#### Task description:
Switch every "vertex pairs" in the entries below to "coordinate pairs", and reproduce the entries with everything else unchanged. Leave out the pictures.

#### Extracted data:
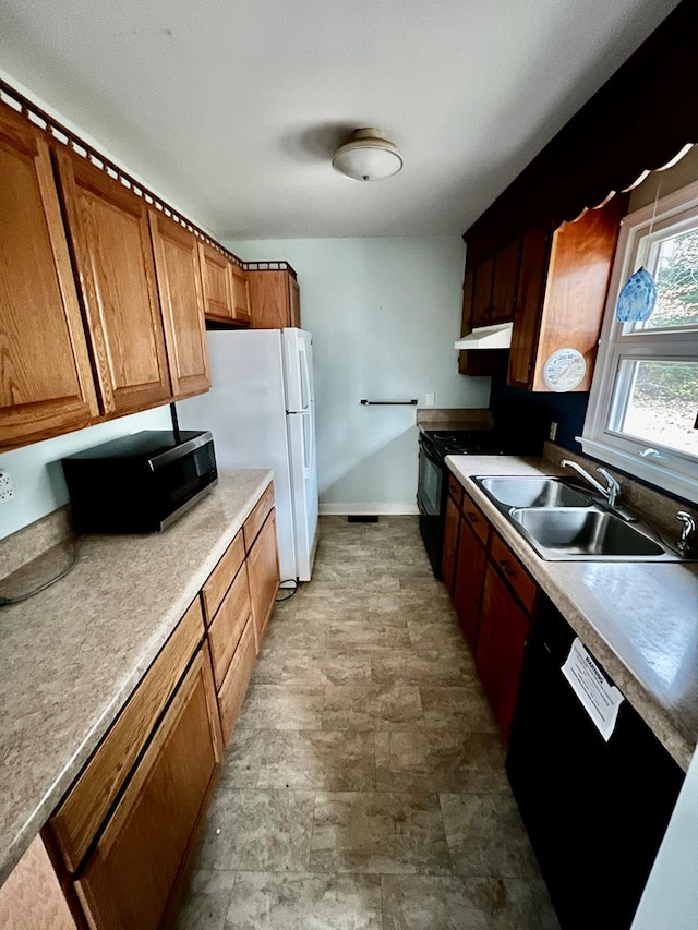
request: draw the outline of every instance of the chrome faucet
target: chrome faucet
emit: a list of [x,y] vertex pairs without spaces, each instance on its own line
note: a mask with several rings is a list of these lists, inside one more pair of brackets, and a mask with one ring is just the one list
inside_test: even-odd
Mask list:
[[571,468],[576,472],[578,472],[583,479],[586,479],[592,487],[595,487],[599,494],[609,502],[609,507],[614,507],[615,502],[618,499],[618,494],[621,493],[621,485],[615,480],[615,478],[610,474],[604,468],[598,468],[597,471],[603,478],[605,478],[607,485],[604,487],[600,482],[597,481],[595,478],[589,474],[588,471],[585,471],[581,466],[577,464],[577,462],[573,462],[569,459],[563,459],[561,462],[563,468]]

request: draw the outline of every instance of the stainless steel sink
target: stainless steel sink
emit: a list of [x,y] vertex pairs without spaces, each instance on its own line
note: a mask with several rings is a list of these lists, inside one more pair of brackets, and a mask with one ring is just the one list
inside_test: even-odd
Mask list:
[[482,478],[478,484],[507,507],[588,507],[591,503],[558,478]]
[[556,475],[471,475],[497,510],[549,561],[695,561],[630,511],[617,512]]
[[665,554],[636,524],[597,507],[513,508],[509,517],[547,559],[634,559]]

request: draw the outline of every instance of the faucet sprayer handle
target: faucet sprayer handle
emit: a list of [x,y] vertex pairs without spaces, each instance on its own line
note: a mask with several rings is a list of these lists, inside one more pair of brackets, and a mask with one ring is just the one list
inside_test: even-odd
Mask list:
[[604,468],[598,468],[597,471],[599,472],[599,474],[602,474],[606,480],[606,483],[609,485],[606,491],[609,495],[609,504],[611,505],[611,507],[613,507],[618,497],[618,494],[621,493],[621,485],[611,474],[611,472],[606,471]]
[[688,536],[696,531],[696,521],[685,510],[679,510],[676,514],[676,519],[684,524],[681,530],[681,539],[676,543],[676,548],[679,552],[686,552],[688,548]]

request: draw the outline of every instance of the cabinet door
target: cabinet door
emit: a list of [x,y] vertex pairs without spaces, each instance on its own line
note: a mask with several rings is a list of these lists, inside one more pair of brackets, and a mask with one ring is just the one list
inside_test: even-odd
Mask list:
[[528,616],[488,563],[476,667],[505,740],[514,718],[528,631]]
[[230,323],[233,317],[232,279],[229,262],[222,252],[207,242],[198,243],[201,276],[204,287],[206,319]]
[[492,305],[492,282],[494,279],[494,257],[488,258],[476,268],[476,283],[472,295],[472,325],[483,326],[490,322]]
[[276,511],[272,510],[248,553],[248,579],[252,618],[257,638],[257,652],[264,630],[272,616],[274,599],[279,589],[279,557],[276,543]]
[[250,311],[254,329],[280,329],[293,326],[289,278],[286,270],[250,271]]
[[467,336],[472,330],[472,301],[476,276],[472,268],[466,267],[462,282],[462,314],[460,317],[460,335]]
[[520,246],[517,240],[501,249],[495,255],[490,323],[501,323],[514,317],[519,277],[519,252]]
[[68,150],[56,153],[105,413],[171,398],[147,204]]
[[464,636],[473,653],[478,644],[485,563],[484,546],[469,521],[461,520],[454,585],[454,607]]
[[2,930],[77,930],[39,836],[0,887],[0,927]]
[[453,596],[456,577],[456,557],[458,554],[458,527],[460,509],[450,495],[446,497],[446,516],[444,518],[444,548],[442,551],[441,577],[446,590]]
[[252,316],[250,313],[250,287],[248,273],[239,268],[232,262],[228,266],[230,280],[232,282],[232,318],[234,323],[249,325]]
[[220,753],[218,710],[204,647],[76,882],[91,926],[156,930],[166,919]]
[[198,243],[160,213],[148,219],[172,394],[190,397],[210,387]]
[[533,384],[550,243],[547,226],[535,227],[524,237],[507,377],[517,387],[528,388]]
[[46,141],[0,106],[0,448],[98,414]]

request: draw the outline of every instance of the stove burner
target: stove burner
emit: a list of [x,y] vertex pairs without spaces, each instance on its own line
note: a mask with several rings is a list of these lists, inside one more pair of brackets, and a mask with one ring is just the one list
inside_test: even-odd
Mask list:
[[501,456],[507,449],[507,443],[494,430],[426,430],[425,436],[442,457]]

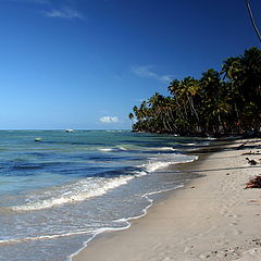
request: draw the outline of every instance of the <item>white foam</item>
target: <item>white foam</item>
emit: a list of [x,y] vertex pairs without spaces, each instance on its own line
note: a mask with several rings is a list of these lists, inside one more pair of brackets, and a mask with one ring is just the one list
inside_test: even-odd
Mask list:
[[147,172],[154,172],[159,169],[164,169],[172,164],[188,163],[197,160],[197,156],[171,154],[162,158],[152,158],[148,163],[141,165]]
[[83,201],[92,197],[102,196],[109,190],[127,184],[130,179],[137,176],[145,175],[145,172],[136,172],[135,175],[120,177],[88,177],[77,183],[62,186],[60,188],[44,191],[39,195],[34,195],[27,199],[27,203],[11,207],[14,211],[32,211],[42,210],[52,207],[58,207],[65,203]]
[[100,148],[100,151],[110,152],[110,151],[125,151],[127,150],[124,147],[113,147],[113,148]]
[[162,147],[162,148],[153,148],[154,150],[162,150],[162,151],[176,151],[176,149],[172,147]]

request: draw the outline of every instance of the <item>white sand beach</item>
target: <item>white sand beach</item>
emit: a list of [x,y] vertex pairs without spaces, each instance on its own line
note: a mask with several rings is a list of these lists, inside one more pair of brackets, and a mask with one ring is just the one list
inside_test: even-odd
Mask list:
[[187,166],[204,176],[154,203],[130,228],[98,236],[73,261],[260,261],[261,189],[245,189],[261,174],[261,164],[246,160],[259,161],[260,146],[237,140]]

#### Exercise solution:
request: draw the outline of every instance of the chrome faucet
target: chrome faucet
emit: a list of [x,y] coordinate pairs without spaces, each instance on its own line
note: a mask with several rings is a list of these lists, inside one more pair of brackets, and a mask with one ring is just the one list
inside_test: even-odd
Mask list:
[[571,468],[576,472],[578,472],[583,479],[586,479],[592,487],[595,487],[599,494],[609,502],[609,507],[614,507],[615,502],[618,499],[618,494],[621,493],[621,485],[615,480],[615,478],[610,474],[604,468],[598,468],[597,471],[603,478],[605,478],[607,485],[604,487],[600,482],[597,481],[595,478],[589,474],[588,471],[585,471],[581,466],[577,464],[577,462],[573,462],[569,459],[563,459],[561,462],[563,468]]

request: draw the outline of every instance of the stainless steel sink
target: stainless steel sink
emit: a list of [x,y] coordinate pairs without spaces, each instance on its own line
note: a mask with several rings is a list of these lists, inside one more pair of brackets, and a mask with one ring is just the one list
inside_test: even-odd
Mask list:
[[482,478],[478,484],[507,507],[588,507],[591,503],[558,478]]
[[556,475],[471,475],[497,510],[549,561],[695,561],[630,511],[617,512]]
[[665,554],[636,524],[597,507],[513,508],[509,517],[547,559],[634,559]]

request: draw the outline of every instance of the faucet sprayer handle
target: faucet sprayer handle
emit: a list of [x,y] coordinate pairs without spaces, each instance on its own line
note: a mask with several rings is a list of these lists, inside one more pair of brackets, and a mask with one ring is just the one list
inside_test: even-odd
Mask list:
[[604,468],[598,468],[597,471],[599,472],[599,474],[602,474],[606,480],[606,483],[609,485],[606,491],[609,495],[609,504],[611,505],[611,507],[613,507],[618,497],[618,494],[621,493],[621,485],[611,474],[611,472],[606,471]]
[[688,536],[696,531],[696,521],[685,510],[679,510],[676,514],[676,519],[684,524],[681,530],[681,539],[676,543],[676,548],[679,552],[686,552],[688,548]]

request: draw the outline of every instance of the cabinet door
target: cabinet door
emit: a list of [x,y] coordinate pairs without spaces, each instance on its own line
note: a mask with several rings is a list of these lists, inside one more pair of brackets, and a mask with one ring is just the one list
inside_test: even-odd
Mask list:
[[528,616],[488,563],[476,667],[505,740],[514,718],[528,631]]
[[230,323],[233,317],[232,279],[229,262],[222,252],[207,242],[198,243],[201,276],[204,287],[206,319]]
[[492,305],[492,282],[494,279],[494,257],[488,258],[476,268],[476,283],[472,295],[472,325],[483,326],[490,322]]
[[276,511],[272,510],[248,553],[248,579],[252,618],[257,638],[257,652],[264,630],[272,616],[274,599],[279,589],[279,557],[276,543]]
[[250,311],[254,329],[280,329],[293,326],[289,278],[286,270],[250,271]]
[[467,336],[472,330],[472,301],[476,276],[472,268],[466,267],[462,282],[462,314],[460,317],[460,335]]
[[520,246],[517,240],[501,249],[495,255],[490,323],[501,323],[514,317],[519,277],[519,252]]
[[68,150],[56,153],[105,413],[171,398],[147,204]]
[[464,636],[473,653],[478,644],[485,563],[484,546],[469,521],[461,520],[454,585],[454,607]]
[[2,930],[77,930],[39,836],[0,887],[0,927]]
[[453,596],[456,577],[456,557],[458,554],[458,527],[460,509],[450,495],[446,497],[446,516],[444,518],[444,548],[442,551],[441,577],[446,590]]
[[252,316],[250,313],[250,287],[248,273],[239,268],[232,262],[228,266],[230,280],[232,282],[232,318],[234,323],[249,325]]
[[220,753],[218,710],[204,647],[76,882],[91,926],[156,930],[166,919]]
[[198,243],[160,213],[148,219],[172,394],[190,397],[210,387]]
[[533,384],[550,243],[547,226],[535,227],[524,237],[507,377],[517,387],[528,388]]
[[46,141],[0,106],[0,448],[98,414]]

request: draw the outline of every instance of the stove burner
target: stove burner
emit: a list of [x,y] coordinate pairs without spaces, each instance on its own line
note: a mask with several rings is a list of these lists, inside one more pair of brackets, and a mask with one ring is just the one list
inside_test: even-odd
Mask list:
[[501,456],[507,449],[507,443],[494,430],[426,430],[425,436],[442,457]]

request: draw the outline of every instance of the <item>white foam</item>
target: <item>white foam</item>
emit: a list of [x,y] coordinate pairs without spaces, each instance on its own line
note: a mask with several rings is a list of these lists, inside one more pair of brackets, and a mask with one ring is just the one list
inside_test: even-odd
Mask list:
[[147,172],[154,172],[159,169],[164,169],[172,164],[188,163],[197,160],[197,156],[171,154],[162,158],[152,158],[148,163],[141,165]]
[[83,201],[92,197],[102,196],[109,190],[127,184],[130,179],[137,176],[145,175],[145,172],[136,172],[135,175],[120,177],[88,177],[77,183],[62,186],[60,188],[44,191],[39,195],[34,195],[27,199],[27,203],[11,207],[14,211],[32,211],[42,210],[52,207],[58,207],[65,203]]
[[100,148],[100,151],[110,152],[110,151],[125,151],[127,150],[124,147],[113,147],[113,148]]
[[162,147],[162,148],[153,148],[154,150],[162,150],[162,151],[176,151],[176,149],[172,147]]

request: draw the outline of every instance of the <item>white sand beach</item>
target: <item>white sand beach</item>
emit: a list of [x,y] coordinate pairs without spaces, each instance on its own line
note: a mask with several rings is a list of these lists, inside one more pair of brackets, and a mask with one ring is just the one list
inside_test: even-odd
Mask list:
[[187,166],[204,176],[154,203],[130,228],[98,236],[73,261],[260,261],[261,189],[245,189],[261,174],[261,164],[246,160],[259,161],[260,146],[237,140]]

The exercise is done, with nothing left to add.